Start Information supplied

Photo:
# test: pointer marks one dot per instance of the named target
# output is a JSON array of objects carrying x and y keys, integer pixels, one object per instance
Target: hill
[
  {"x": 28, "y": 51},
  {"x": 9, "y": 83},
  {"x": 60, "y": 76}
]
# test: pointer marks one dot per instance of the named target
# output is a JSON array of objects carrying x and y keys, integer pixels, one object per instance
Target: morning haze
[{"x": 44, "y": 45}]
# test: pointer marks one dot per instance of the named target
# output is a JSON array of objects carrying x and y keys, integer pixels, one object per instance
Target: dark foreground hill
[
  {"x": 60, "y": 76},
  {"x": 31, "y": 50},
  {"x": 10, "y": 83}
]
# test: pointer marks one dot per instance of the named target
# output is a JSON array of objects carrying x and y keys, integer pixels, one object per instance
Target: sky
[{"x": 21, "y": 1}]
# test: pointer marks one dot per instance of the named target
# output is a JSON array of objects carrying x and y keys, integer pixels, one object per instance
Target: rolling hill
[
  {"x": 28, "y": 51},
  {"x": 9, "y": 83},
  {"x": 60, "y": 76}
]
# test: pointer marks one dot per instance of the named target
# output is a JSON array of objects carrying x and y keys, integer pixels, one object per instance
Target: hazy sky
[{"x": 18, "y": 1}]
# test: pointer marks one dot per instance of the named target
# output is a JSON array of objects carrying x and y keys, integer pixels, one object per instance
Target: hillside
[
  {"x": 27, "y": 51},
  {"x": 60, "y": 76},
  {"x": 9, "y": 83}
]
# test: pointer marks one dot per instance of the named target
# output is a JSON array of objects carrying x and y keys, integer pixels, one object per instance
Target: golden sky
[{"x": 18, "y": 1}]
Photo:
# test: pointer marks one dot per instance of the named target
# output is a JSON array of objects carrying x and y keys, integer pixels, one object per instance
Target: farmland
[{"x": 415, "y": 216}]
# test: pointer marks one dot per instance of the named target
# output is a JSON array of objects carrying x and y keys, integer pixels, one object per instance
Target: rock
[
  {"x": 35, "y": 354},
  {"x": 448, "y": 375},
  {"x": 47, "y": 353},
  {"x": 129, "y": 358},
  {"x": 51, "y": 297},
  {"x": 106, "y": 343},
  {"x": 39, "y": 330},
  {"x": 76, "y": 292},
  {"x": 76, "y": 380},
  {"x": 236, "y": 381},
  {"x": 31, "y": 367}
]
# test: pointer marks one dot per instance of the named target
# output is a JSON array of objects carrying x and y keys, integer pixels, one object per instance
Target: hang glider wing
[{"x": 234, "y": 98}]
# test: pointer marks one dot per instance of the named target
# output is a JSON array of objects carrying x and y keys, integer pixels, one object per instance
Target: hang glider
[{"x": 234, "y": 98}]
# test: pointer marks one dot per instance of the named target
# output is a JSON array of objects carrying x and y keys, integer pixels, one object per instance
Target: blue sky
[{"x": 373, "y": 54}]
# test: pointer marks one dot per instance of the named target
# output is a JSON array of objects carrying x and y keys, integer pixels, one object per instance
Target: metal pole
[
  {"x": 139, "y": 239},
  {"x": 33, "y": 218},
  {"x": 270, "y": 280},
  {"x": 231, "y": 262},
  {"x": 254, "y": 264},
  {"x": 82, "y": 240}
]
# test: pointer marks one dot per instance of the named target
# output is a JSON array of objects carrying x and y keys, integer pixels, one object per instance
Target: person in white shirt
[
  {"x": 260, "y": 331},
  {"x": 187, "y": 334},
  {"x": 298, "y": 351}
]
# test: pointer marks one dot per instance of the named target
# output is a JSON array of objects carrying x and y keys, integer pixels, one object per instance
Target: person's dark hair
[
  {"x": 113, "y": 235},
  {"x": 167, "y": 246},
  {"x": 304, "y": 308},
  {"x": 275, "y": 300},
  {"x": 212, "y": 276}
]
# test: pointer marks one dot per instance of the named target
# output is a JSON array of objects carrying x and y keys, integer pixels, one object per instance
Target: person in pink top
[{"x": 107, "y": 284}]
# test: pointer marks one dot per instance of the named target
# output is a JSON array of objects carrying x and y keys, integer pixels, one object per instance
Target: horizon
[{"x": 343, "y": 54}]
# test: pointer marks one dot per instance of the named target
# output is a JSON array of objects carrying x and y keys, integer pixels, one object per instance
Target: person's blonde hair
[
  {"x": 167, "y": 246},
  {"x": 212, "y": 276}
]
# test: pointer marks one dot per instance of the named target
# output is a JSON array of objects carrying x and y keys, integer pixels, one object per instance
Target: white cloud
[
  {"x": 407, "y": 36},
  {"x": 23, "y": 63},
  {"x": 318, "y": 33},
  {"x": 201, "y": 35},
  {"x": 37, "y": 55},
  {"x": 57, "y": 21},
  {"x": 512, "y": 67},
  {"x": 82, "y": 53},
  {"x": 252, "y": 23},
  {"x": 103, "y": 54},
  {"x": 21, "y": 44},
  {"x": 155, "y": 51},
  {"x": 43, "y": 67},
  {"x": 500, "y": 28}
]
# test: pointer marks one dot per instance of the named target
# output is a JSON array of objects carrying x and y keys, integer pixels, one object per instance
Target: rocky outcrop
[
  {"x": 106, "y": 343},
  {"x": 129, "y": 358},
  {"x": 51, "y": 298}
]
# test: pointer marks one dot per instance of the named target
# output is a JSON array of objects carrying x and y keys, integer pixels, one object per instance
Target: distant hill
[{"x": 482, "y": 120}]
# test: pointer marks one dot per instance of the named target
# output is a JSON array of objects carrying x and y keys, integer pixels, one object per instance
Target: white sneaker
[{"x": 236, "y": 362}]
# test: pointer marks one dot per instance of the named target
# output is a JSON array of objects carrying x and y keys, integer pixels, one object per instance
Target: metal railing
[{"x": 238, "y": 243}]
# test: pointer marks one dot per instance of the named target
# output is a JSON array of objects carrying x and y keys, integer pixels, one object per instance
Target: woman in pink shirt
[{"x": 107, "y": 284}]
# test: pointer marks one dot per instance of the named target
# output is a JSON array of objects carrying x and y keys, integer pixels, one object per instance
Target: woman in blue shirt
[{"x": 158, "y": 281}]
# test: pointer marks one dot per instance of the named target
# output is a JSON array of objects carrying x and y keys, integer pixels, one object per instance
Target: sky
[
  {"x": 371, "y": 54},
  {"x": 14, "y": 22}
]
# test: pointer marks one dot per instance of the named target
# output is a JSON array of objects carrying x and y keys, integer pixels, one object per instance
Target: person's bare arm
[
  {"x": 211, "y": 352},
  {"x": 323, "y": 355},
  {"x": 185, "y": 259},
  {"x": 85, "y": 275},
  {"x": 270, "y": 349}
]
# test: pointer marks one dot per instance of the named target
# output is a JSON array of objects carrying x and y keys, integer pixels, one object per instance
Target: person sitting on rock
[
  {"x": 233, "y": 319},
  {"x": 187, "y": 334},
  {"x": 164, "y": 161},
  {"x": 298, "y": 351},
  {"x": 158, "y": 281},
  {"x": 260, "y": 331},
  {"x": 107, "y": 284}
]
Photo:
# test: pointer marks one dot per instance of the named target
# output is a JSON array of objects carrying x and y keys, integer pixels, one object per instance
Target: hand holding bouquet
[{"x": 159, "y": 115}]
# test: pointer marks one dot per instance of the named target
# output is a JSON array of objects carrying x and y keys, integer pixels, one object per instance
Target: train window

End Information supplied

Write out every entry verbatim.

Expected answer.
Photo:
# test: pointer marks one dot per instance of the named target
# output is a JSON array of objects carrying x and y keys, integer pixels, one object per instance
Target: hill
[
  {"x": 28, "y": 51},
  {"x": 9, "y": 83},
  {"x": 60, "y": 76}
]
# test: pointer marks one dot per instance of the named target
# output is a JSON array of objects carrying x and y keys, integer pixels, one object per instance
Target: morning haze
[{"x": 44, "y": 45}]
# test: pointer marks one dot per instance of the named target
# output is a JSON array of objects carrying x and y keys, integer pixels, one object per instance
Target: dark foreground hill
[
  {"x": 60, "y": 76},
  {"x": 31, "y": 50},
  {"x": 10, "y": 83}
]
# test: pointer marks one dot per instance of the named target
# output is a JSON array of objects carrying x and y keys, integer pixels, one object per instance
Target: sky
[{"x": 21, "y": 1}]
# test: pointer marks one dot per instance of the named target
# output is a JSON array of objects carrying x and y keys, integer pixels, one object per instance
Target: rolling hill
[
  {"x": 28, "y": 51},
  {"x": 9, "y": 83},
  {"x": 60, "y": 76}
]
# test: pointer marks one dot per instance of the named target
# output is a JSON array of objects carrying x and y keys, integer pixels, one object per instance
Target: hazy sky
[{"x": 18, "y": 1}]
# test: pointer marks one dot per instance of the named target
# output is a JSON array of objects carrying x and y keys, integer pixels, one object per instance
Target: hillside
[
  {"x": 27, "y": 51},
  {"x": 60, "y": 76},
  {"x": 9, "y": 83}
]
# test: pointer marks one dot per instance of the named target
# output is a JSON array of objects carrying x and y keys, integer pixels, one object per instance
Target: golden sky
[{"x": 18, "y": 1}]
Photo:
# test: pointer marks one dot per instance of the named target
# output is a JSON array of objects carrying x and y keys, integer pixels, one object per instance
Target: farmland
[{"x": 415, "y": 216}]
# test: pointer marks one dot per instance of the named target
# output is a JSON array of objects carrying x and y keys, integer pixels, one object per instance
Target: rock
[
  {"x": 35, "y": 354},
  {"x": 448, "y": 375},
  {"x": 47, "y": 353},
  {"x": 129, "y": 358},
  {"x": 51, "y": 297},
  {"x": 106, "y": 343},
  {"x": 39, "y": 330},
  {"x": 76, "y": 292},
  {"x": 76, "y": 380},
  {"x": 236, "y": 381},
  {"x": 31, "y": 367}
]
# test: pointer marks one dot per instance of the named target
# output is a JSON array of objects carrying x and y keys, integer pixels, one object per instance
Target: hang glider wing
[{"x": 234, "y": 98}]
# test: pointer marks one dot per instance of the named target
# output is a JSON array of objects carrying x and y keys, integer pixels, one object per instance
Target: hang glider
[{"x": 234, "y": 98}]
# test: pointer marks one dot per instance of the named target
# output is a JSON array of objects carrying x and y keys, integer pixels, one object per instance
Target: blue sky
[{"x": 373, "y": 54}]
# test: pointer marks one dot per instance of the named target
# output is a JSON array of objects carrying x and y keys, integer pixels, one object per instance
Target: metal pole
[
  {"x": 139, "y": 239},
  {"x": 33, "y": 218},
  {"x": 270, "y": 280},
  {"x": 231, "y": 262},
  {"x": 254, "y": 264},
  {"x": 82, "y": 240}
]
# test: pointer marks one dot per instance of the named target
# output is a JSON array of objects carrying x and y keys, integer pixels, one object per instance
Target: person in white shirt
[
  {"x": 260, "y": 331},
  {"x": 187, "y": 334},
  {"x": 298, "y": 351}
]
# test: pointer marks one dot per instance of the named target
# output is a JSON array of objects carrying x and y keys, integer pixels, one object per instance
Target: person's dark hair
[
  {"x": 113, "y": 235},
  {"x": 167, "y": 246},
  {"x": 304, "y": 308},
  {"x": 275, "y": 300},
  {"x": 212, "y": 276}
]
# test: pointer marks one dot per instance of the named target
# output is a JSON array of objects carrying x and y keys, integer pixels, one object per instance
Target: person in pink top
[{"x": 107, "y": 284}]
# test: pointer marks one dot per instance of the named target
# output is a JSON array of objects carrying x and y keys, integer pixels, one object per instance
Target: horizon
[{"x": 343, "y": 54}]
# test: pointer marks one dot per instance of the named target
# output is a JSON array of objects carrying x and y keys, integer pixels, one object per instance
Target: person's blonde hair
[
  {"x": 167, "y": 246},
  {"x": 212, "y": 276}
]
# test: pointer marks one dot per instance of the named target
# output is a JSON array of objects carrying x and y keys, integer pixels, one object per instance
Target: white cloud
[
  {"x": 407, "y": 36},
  {"x": 23, "y": 63},
  {"x": 318, "y": 33},
  {"x": 201, "y": 35},
  {"x": 37, "y": 55},
  {"x": 57, "y": 21},
  {"x": 512, "y": 67},
  {"x": 82, "y": 53},
  {"x": 252, "y": 23},
  {"x": 103, "y": 54},
  {"x": 21, "y": 44},
  {"x": 155, "y": 51},
  {"x": 43, "y": 67},
  {"x": 500, "y": 28}
]
# test: pointer marks one dot per instance of the named target
# output is a JSON array of objects carrying x and y keys, integer pixels, one object per instance
Target: rocky outcrop
[
  {"x": 106, "y": 343},
  {"x": 129, "y": 358},
  {"x": 51, "y": 298}
]
# test: pointer marks one dot per instance of the named target
# output is a JSON array of objects carrying x and y keys, integer pixels, one object per instance
Target: distant hill
[{"x": 482, "y": 120}]
# test: pointer marks one dot per instance of the named target
# output is a JSON array of objects carrying x and y keys, integer pixels, one object per instance
Target: white sneaker
[{"x": 236, "y": 362}]
# test: pointer marks one dot per instance of the named target
# output is a JSON array of objects carrying x and y keys, integer pixels, one object per instance
Target: metal railing
[{"x": 238, "y": 243}]
# test: pointer marks one dot per instance of the named target
# output is a JSON array of objects carrying x and y keys, integer pixels, one object per instance
Target: woman in pink shirt
[{"x": 107, "y": 284}]
# test: pointer marks one dot per instance of the named target
# output is a JSON array of objects carrying x and y keys, integer pixels, one object per instance
Target: woman in blue shirt
[{"x": 158, "y": 281}]
# test: pointer marks one dot per instance of the named target
# output is a JSON array of objects carrying x and y keys, integer pixels, one object per instance
Target: sky
[
  {"x": 371, "y": 54},
  {"x": 14, "y": 22}
]
# test: pointer marks one dot per instance of the named target
# output is a JSON array of objects carrying x and y keys, integer pixels, one object per instance
Target: person's bare arm
[
  {"x": 211, "y": 352},
  {"x": 323, "y": 355},
  {"x": 185, "y": 259},
  {"x": 85, "y": 275},
  {"x": 270, "y": 349}
]
# test: pointer marks one dot per instance of the named target
# output is a JSON array of objects carrying x and y keys, integer pixels, one object per instance
Target: person sitting on rock
[
  {"x": 233, "y": 319},
  {"x": 187, "y": 334},
  {"x": 164, "y": 161},
  {"x": 298, "y": 351},
  {"x": 158, "y": 281},
  {"x": 260, "y": 331},
  {"x": 107, "y": 284}
]
Photo:
# test: pointer marks one dot per instance of the named target
# output is a JSON array of objects carrying x and y keys, integer pixels, one object per instance
Target: hand holding bouquet
[{"x": 159, "y": 115}]
# test: pointer marks one dot per instance of the named target
# output is a JSON array of objects carrying x and y keys, integer pixels, one object per instance
Target: train window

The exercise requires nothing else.